Collected data

---+---

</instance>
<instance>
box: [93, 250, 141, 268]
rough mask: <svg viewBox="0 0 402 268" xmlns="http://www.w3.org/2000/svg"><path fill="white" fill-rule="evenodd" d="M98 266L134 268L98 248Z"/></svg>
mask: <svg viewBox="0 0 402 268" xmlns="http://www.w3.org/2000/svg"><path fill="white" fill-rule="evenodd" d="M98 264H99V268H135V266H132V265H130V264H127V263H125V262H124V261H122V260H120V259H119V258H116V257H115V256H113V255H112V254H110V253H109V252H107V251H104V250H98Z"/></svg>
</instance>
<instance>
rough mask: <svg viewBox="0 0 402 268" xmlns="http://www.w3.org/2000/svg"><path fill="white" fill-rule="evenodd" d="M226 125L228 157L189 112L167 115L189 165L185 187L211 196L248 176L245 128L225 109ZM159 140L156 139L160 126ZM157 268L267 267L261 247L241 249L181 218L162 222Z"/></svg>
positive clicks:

---+---

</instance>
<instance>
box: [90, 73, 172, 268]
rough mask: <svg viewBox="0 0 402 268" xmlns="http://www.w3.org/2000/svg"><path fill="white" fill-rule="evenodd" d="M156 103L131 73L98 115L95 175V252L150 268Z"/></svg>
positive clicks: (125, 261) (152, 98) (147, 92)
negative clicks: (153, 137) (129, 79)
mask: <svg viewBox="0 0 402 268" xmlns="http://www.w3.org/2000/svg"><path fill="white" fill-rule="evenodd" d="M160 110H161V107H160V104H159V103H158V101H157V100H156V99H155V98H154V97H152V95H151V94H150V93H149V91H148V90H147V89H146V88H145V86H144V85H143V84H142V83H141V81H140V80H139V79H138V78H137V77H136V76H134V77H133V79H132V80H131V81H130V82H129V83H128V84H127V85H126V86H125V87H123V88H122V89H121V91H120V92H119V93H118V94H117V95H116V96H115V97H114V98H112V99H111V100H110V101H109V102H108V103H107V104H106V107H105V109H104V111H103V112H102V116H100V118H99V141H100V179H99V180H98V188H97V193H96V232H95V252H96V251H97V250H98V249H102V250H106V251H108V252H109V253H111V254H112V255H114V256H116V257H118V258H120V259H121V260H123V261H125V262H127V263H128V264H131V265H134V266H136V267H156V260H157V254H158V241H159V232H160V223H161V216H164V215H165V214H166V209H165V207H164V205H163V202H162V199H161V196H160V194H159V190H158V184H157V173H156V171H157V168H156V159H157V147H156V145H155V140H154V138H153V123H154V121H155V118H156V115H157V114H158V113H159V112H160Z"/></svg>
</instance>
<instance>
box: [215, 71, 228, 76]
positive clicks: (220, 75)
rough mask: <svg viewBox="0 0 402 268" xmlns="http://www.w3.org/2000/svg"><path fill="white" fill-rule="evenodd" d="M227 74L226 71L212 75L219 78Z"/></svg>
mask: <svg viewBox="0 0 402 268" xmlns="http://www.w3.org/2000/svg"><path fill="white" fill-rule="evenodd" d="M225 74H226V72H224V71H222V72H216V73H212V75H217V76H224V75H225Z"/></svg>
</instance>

---+---

#### [TASK TO COMPLETE]
Pull every line containing "positive" out of the entries.

#### [WRITTEN SOLUTION]
positive clicks:
positive clicks: (125, 261) (152, 98) (147, 92)
positive clicks: (220, 75)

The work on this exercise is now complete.